WORK INSTRUCTION: The required output is all lines below that contain the word "query".

Dataset entries:
++++++++++++++++++++

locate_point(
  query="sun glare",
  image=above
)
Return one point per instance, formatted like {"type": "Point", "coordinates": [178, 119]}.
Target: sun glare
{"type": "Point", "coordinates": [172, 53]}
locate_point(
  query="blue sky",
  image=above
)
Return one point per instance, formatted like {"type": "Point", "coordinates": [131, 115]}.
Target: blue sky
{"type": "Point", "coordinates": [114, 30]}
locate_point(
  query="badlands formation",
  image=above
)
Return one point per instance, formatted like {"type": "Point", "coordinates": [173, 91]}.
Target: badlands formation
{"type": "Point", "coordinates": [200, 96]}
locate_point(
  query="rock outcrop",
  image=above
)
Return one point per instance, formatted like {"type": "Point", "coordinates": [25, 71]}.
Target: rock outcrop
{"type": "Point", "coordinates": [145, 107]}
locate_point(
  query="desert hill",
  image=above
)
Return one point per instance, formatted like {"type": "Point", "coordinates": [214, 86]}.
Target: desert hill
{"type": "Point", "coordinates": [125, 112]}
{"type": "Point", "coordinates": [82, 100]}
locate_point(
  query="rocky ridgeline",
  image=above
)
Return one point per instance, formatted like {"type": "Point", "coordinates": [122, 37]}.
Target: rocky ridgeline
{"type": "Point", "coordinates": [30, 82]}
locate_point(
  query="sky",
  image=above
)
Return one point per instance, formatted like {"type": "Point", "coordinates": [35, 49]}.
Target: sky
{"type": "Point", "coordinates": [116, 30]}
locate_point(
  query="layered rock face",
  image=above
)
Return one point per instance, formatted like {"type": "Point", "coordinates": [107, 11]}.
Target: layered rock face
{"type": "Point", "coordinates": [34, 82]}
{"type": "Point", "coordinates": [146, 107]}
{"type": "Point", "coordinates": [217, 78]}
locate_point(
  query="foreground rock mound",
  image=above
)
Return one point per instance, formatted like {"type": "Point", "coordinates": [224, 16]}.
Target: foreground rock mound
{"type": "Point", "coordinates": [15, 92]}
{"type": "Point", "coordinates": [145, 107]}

++++++++++++++++++++

REPLY TO THE TASK:
  query="sun glare",
  query="blue sky",
  query="badlands formation",
  query="rock outcrop",
  query="desert hill",
  query="rocky ridgeline",
  query="sky",
  query="layered rock face",
  query="foreground rock mound",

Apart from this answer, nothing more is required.